___ SUPPLIED PASSAGE
Bringing the Boardroom to the Battlefield

From @StaffRideGuy NEWSLETTER Ft. Gordon MP Detachment includes NCO's on Staff Ride

April 24, 2013

35th MP Det. conducts a staff ride on Sherman’s “March to the Sea”

Capt. Erika Chew

35th Military Police Detachment

published: April 6, 2012

Staff rides represent a unique and persuasive method of conveying the lessons of the past to present day Army leadership by visiting terrain where the historic encounters took place. This type of training event brings to life examples of leadership, tactics and strategy, communications, use of terrain, and above all, the psychology of Soldiers in battle.

In an effort to revitalize a leader development program and build team unity, officers and non-commissioned officers of the 35th Military Police Detachment, Headquarters and Headquarters Detachment, U. S. Army Garrison conducted a staff ride along Maj. Gen. William T. Sherman’s Savannah Campaign, better known as “March to the Sea”.

“I believe what I enjoyed most about the staff ride was the morale builder that it became,” said Sgt. John A. Basilio. “We were able to pull noncommissioned officers and officers from the different sections and come together to learn about history. Most of the time we only communicate when it involves work so this was an opportunity for us to work together and communicate in a relaxed atmosphere to achieve the whole story on what occurred during the battle.”

Staff rides are typically comprised of junior and senior officers, but the command decided to expand our staff ride to include both junior and senior noncommissioned officers and officers ranging up from young sergeants to the director of emergency services. Realizing that junior noncommissioned officers are tasked to perform vast duties in today’s fight, we thought it would be a great opportunity to gauge their reflections on battlefield decision making, tactics, leadership, and training principles. The junior noncommissioned officers were able to articulate and describe in great detail a tactical analysis of the battle field and its key leaders. The signal historian Steven Rauch was very impressed and commented on how their tactical depictions matched that of the students from the U.S. Army Signal Center of Excellence.
______
___ SUPPLIED DATA
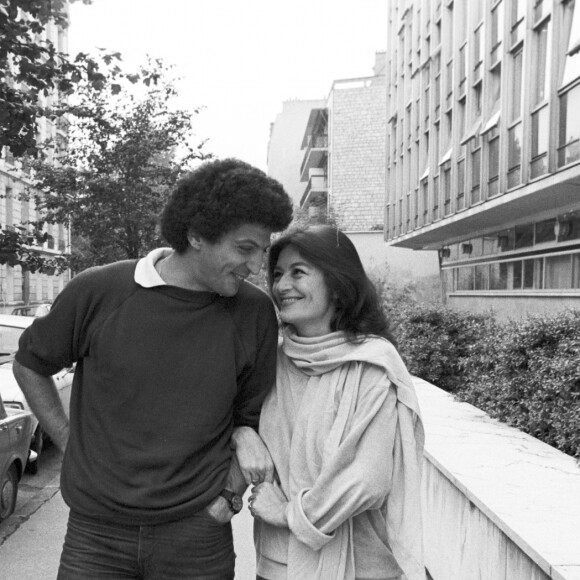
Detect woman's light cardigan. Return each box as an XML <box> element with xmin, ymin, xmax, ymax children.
______
### TASK LIST
1) In the staff ride article, why did the command include junior and senior noncommissioned officers instead of only officers? Answer in one to three sentences.
2) Pick up the article about the 35th Military Police Detachment's staff ride on Sherman's March to the Sea and continue it from its last sentence.

### EXERCISE RESPONSES
1) The command recognized that junior noncommissioned officers carry out vast duties in today's fight. It saw the staff ride as a good chance to gauge their reflections on battlefield decision making, tactics, leadership, and training principles.

2)
The Civil War Savannah Campaign encompasses many leadership styles and traits raging from Major General Sherman’s innovative thinking on the battlefield to Brig. Gen. Kilpatrick’s haphazard approach to tactical situations. Though the Civil War is over and long gone, its vivid memories will remain throughout our American military history. One amazing way that military leaders’ best learn from history is through continual study and the execution of staff rides.

Staff rides were developed by German leaders in the late 1800s and introduced to American war colleges and officer courses in 1906. Leaders use staff rides today to help them understand past military operations, military decision planning, and tactical techniques. The staff ride was successful because it focused on three key principles; ( 1) the study and analysis of a historical battle and campaign, (2) a detailed outline of specific events and key members while briefing on the historical site, and (3) a lessons learned discussion conducted by leaders and correlation to today’s operational environment. Even though technology and weaponry have changed, the key concepts of strategy, leadership, and training have proven to be unwavering.

“ The staff ride was a very interesting event that allowed the growing teamwork between the ranks and different sections of the Law Enforcement Center,” said Sgt. Brad Peacock . “I believe that Soldiers [specialists] and below should be given the opportunity to experience this event. Overall it was a great experience and would be privileged to join on another staff ride.”

A staff ride is great for professional development at all levels and it is an amazing team building event. There cannot be a generation of leaders that ignores history for they will end up a generation of leaders that repeats past mistakes.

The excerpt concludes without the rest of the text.